:: Metin ::
Nisâ Sûresi 157. Ayet

وَقَوْلِهِمْ اِنَّا قَتَلْنَا الْمَس۪يحَ ع۪يسَى ابْنَ مَرْيَمَ رَسُولَ اللّٰهِۚ وَمَا قَتَلُوهُ وَمَا صَلَبُوهُ وَلٰكِنْ شُبِّهَ لَهُمْۜ وَاِنَّ الَّذ۪ينَ اخْتَلَفُوا ف۪يهِ لَف۪ي شَكٍّ مِنْهُۜ مَا لَهُمْ بِه۪ مِنْ عِلْمٍ اِلَّا اتِّبَاعَ الظَّنِّۚ وَمَا قَتَلُوهُ يَق۪يناًۙ  ...

Bir de inkârlarından ve Meryem’e büyük bir iftira atmalarından ve “Biz Allah’ın peygamberi Meryem oğlu İsa Mesih’i öldürdük” demelerinden dolayı kalplerini mühürledik. Oysa onu öldürmediler ve asmadılar. Fakat onlara öyle gibi gösterildi. Onun hakkında anlaşmazlığa düşenler, bu konuda kesin bir şüphe içindedirler. O hususta hiçbir bilgileri yoktur. Sadece zanna uyuyorlar. Onu kesin olarak öldürmediler.  (156 - 157. Ayetler Meali)

:: Veri bölümü ::
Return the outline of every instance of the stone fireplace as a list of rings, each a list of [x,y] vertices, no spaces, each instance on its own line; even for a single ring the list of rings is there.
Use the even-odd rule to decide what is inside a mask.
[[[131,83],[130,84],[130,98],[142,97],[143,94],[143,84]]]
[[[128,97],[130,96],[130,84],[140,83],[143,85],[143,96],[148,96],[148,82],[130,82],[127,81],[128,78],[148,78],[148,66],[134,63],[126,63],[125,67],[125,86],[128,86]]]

:: Kısa görev 1 ::
Ayet metnine göre, onun hakkında anlaşmazlığa düşenler neye uyuyorlar?
:: Kısa görev 2 ::
Ayet metninin mealinde kalplerin mühürlenmesine sebep olarak sayılan şeyleri sırala.
:: Kısa görev 3 ::
Ayet metninde "وَقَوْلِهِمْ اِنَّا قَتَلْنَا" ile "وَمَا قَتَلُوهُ يَق۪يناًۙ  ..." arasındaki kısmı, ikisi de dahil, yeniden yaz ve "ع۪يسَى" adını "عيسى" olarak değiştir.
Materyale ihtiyaç yoktur.

:: Sonuç 1 ::
Sadece zanna uyuyorlar.

:: Sonuç 2 ::
- İnkârları
- Meryem'e büyük bir iftira atmaları
- "Biz Allah'ın peygamberi Meryem oğlu İsa Mesih'i öldürdük" demeleri

:: Sonuç 3 ::
وَقَوْلِهِمْ اِنَّا قَتَلْنَا الْمَس۪يحَ عيسى ابْنَ مَرْيَمَ رَسُولَ اللّٰهِۚ وَمَا قَتَلُوهُ وَمَا صَلَبُوهُ وَلٰكِنْ شُبِّهَ لَهُمْۜ وَاِنَّ الَّذ۪ينَ اخْتَلَفُوا ف۪يهِ لَف۪ي شَكٍّ مِنْهُۜ مَا لَهُمْ بِه۪ مِنْ عِلْمٍ اِلَّا اتِّبَاعَ الظَّنِّۚ وَمَا قَتَلُوهُ يَق۪يناًۙ  ...